▶ [DATASET RECORDS]
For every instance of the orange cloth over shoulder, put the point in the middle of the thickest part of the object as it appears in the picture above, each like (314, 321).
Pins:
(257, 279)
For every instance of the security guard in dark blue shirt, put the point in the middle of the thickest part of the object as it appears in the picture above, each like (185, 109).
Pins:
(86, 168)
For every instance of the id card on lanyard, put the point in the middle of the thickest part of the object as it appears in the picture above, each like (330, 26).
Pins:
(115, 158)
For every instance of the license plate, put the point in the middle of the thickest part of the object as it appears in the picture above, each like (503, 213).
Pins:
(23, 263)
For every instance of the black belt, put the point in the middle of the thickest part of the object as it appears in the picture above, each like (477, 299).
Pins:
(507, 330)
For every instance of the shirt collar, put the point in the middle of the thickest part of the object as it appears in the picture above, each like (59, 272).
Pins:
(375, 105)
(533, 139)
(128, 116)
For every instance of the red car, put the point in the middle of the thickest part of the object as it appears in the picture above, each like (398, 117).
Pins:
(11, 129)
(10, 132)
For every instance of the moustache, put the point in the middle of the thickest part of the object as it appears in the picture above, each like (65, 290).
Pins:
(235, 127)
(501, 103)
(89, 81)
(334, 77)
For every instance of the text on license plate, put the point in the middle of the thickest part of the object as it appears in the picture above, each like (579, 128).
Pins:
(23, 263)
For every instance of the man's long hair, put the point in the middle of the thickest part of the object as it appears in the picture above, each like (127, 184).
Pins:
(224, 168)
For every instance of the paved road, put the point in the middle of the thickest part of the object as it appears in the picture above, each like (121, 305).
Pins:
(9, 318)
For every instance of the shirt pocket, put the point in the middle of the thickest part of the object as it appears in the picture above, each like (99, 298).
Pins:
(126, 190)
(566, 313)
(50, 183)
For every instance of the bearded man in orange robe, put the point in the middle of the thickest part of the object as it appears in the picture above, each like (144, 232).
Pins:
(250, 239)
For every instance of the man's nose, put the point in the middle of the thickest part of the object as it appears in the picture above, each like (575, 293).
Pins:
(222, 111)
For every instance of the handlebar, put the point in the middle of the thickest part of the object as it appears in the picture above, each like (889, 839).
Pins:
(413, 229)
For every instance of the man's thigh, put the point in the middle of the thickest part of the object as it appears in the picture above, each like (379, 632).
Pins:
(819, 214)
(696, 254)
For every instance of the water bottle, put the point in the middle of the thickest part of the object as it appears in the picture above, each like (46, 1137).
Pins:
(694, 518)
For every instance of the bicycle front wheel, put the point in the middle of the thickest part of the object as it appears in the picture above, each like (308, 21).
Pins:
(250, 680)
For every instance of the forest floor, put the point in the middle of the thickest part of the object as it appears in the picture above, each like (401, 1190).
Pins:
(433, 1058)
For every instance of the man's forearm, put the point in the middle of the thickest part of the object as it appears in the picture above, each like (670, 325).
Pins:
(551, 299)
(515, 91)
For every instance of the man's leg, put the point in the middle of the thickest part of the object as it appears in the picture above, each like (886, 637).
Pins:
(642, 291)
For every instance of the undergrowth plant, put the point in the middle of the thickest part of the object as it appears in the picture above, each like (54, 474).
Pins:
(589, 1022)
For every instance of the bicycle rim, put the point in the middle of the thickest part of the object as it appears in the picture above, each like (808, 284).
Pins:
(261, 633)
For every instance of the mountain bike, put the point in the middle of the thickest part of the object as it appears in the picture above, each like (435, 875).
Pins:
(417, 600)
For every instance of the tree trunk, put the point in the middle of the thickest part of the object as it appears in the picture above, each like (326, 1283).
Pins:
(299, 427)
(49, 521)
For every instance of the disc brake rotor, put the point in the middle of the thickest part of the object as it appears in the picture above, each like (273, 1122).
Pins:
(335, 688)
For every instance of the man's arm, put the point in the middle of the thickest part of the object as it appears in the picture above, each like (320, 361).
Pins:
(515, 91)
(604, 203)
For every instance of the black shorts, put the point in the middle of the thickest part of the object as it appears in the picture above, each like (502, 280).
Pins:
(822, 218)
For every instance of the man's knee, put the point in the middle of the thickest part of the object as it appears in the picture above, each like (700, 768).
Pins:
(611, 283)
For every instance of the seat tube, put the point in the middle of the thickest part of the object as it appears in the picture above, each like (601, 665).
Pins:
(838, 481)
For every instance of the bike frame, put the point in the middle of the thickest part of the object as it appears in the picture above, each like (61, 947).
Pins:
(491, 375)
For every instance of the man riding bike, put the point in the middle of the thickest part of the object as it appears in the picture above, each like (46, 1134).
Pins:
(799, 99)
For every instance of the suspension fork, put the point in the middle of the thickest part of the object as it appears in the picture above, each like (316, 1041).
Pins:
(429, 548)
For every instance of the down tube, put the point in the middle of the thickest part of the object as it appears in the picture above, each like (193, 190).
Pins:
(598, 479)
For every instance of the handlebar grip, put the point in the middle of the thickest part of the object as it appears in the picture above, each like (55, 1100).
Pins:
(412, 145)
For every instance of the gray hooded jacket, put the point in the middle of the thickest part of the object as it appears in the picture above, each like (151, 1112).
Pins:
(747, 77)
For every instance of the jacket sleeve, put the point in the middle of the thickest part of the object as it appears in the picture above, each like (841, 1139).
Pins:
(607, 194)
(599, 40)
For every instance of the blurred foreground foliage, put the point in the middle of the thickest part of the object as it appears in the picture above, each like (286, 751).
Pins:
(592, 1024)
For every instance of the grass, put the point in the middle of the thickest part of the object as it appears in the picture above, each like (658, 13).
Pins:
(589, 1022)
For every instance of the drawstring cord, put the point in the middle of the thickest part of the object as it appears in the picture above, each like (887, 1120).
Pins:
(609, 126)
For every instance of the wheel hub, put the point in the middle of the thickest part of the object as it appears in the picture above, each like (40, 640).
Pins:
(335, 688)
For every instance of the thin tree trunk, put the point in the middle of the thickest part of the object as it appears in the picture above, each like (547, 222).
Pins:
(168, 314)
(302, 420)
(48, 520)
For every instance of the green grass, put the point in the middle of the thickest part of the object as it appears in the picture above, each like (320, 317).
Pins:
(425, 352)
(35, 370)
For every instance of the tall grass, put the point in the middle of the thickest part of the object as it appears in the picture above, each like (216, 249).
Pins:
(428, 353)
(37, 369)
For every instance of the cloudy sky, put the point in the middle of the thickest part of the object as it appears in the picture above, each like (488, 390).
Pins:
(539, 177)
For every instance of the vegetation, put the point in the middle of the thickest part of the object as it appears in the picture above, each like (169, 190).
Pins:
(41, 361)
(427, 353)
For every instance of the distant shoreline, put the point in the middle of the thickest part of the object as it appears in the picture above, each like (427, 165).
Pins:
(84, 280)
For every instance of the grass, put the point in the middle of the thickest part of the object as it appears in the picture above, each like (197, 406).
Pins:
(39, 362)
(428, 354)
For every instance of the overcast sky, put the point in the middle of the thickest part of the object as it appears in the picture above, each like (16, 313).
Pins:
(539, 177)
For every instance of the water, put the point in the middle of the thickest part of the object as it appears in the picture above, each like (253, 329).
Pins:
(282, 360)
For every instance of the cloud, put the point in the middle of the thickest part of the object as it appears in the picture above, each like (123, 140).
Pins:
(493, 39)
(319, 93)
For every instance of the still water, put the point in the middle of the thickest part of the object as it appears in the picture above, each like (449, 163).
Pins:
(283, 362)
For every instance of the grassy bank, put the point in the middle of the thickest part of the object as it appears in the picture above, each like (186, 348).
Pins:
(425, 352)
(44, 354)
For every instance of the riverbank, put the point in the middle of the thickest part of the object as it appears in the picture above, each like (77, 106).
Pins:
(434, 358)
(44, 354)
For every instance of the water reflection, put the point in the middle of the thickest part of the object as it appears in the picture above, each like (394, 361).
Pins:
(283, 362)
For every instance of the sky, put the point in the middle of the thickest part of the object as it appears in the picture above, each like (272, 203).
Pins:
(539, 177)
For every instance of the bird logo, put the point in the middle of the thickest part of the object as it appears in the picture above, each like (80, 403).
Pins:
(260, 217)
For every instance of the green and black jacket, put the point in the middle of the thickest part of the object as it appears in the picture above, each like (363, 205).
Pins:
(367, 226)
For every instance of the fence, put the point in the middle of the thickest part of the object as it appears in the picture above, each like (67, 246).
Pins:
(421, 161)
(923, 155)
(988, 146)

▶ [DIRECTIONS FOR THIS TASK]
Reproduce the records above exactly, from the first line through the line containing "For every instance of the man's long", and output nothing else.

▶ [EXERCISE OUTPUT]
For every instance of the orange cloth over shoulder, put the point in the middle of the thickest part of the object as it appears in the picture above, each like (314, 321).
Pins:
(257, 279)
For every instance of the security guard in dark blue shirt, put the point in the middle of the thickest part of the object as it appears in the picture above, each like (185, 109).
Pins:
(86, 168)
For every instance of the id card on lanyard, put the point in the middle of the thickest part of the object as it appears in the picture above, each like (330, 26).
Pins:
(115, 158)
For every instance of the license plate, put the point in the middle of the thickest part of the object as it appears in the picture above, each like (503, 213).
Pins:
(23, 263)
For every instance of the black belt, put the point in the middle of the thickest part of the object as it appears in the picture above, each like (477, 299).
Pins:
(507, 330)
For every instance of the shirt collar, put the point in the middle of the thickest part of the object as it appears in the picture above, each like (59, 272).
Pins:
(375, 105)
(533, 139)
(128, 116)
For every instance of the red car, put the point in the middle of the thickest part of the object as it appears in the picture above, each like (398, 117).
Pins:
(11, 129)
(10, 132)
For every instance of the moustache, put the point in the middle of the thickest part of the object as it appears in the picture above, each like (65, 290).
Pins:
(235, 127)
(501, 103)
(89, 81)
(334, 77)
For every instance of the text on license plate, put the point in the middle of the thickest part of the object as it appears in the picture above, each like (579, 128).
Pins:
(23, 263)
For every instance of the man's long hair, put the point in the middle of the thickest part of the object as it appears in the picture above, each like (127, 184).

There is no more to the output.